## Source text
═══
Systematic campaigns armed with facts will help production managers acquire the resources needed by their production team to chase and capture production bonuses. They may even be able to convince the management to buy those young breeding females the barn workers have been asking for.

Profits Beyond Consultant's Bill. Consultants love to sell their services using the argument that their advice leads to greater profits.

The overriding message of the Standards is that they are designed to reveal the truth. They raise the level of accountability of all players, including consultants, by measuring efficiency, productivity and profitability of the various profit centers. Presented in the form of benchmarks, an "apples to apples" comparison becomes possible.

The profitability affects of acting on the consultants' advice becomes transparent with the comparisons and the value of their advice can be assessed.

The effectiveness of the consultants should also be enhanced along with their opportunity to prove their worth. Production and financial data at the stroke of a key is a dream come true for consulting nutritionists, veterinarians and engineers. In-barn research projects are facilitated by the system so that energies can be concentrated on investigative thinking rather than the mechanics of data assembly.
═══
## Supplied records
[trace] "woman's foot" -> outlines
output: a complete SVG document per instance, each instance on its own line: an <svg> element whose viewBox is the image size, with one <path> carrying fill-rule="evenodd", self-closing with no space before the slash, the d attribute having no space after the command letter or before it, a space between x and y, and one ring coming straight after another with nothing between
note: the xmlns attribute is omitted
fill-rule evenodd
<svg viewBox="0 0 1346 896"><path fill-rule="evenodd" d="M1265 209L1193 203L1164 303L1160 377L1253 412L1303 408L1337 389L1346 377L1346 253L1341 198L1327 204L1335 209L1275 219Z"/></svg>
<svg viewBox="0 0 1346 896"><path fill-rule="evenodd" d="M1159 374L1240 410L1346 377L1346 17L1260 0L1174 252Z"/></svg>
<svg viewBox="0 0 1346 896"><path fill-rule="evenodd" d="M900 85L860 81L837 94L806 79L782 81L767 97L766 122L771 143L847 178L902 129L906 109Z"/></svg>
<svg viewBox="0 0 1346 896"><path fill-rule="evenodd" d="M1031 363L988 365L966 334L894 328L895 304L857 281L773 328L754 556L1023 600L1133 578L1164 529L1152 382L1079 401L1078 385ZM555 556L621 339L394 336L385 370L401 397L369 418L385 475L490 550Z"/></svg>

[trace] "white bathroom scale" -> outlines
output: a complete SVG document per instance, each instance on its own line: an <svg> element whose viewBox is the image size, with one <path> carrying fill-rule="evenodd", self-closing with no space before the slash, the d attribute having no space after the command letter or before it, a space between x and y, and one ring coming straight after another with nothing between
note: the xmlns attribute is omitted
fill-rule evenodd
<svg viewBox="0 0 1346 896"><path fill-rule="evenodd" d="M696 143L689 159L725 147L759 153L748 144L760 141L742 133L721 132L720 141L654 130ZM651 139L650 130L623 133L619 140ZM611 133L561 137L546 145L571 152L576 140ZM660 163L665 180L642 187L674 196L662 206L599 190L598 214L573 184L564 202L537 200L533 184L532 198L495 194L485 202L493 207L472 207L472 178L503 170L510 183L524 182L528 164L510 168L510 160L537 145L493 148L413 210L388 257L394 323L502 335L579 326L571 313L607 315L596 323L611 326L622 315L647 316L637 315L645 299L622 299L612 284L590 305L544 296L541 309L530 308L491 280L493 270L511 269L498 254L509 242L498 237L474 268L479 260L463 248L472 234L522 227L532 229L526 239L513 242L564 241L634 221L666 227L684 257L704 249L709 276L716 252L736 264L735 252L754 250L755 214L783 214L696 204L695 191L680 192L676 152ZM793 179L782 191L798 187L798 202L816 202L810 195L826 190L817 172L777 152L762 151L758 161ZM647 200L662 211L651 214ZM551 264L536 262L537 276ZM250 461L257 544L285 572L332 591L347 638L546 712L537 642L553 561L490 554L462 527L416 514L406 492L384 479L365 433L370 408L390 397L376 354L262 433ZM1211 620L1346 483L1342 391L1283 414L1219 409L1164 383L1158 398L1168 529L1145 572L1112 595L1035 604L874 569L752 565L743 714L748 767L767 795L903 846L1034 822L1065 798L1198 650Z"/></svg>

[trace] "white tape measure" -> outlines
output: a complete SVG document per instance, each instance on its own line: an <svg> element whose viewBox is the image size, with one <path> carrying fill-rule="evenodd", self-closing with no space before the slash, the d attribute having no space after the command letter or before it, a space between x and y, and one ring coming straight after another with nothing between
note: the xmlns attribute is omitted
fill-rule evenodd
═══
## Exercises to complete
- 1) List every kind of consultant that the text on production standards names in its last paragraph.
- 2) Answer these from the text on production standards:
(a) What might production managers convince management to buy?
(b) In what form are the Standards presented?
(c) In in-barn research projects, what can energies be concentrated on?
- 3) Pick up the text on production standards and consultants after its final sentence and keep writing.

## Results in order
- 1) nutritionists, veterinarians, engineers

- 2)
(a) The young breeding females the barn workers have been asking for.
(b) In the form of benchmarks.
(c) Investigative thinking rather than the mechanics of data assembly.

- 3)
Music To A Financial Manager's Ears Too long left in the dark, integrated production and financial records can now show financial managers what's happening in the barns. And, finally, they are able to assign costs to the respective profit centers and measure profitability by location. In-barn economic studies are facilitated with test-group procedures to weigh one alternative against another. Accurate across-barn comparisons become possible when Standards are used in multiple locations.

Financial managers can approach meetings with bankers and investors prepared to address any questions that might be posed on financial performance of the barn. The Standards and the related software give them the power to look back at past performance, measure their present position and forecast future performance. An early warning system sounds the alarms when returns below breakeven levels threaten. Solid information helps ensure appropriate action.

The Standards also raise the level of accountability of all participants in the barn. Farm suppliers are monitored, matching invoiced quantity and price against actual delivered quantity and price - before any checks are issued. Hog numbers are quantified daily. Barn audits investigate mysterious disappearances.

The Standards allow financial and production managers to analyze the same data set, knowing they're using the same terms of reference. The views of the data may be different from the financial and production sides, but they are viewing the same data.

In this way, the software engine is a little like the moon as it is viewed by people at different earthly locations. Their eyes are pleased with what they see and they really don't care about the view from the other side.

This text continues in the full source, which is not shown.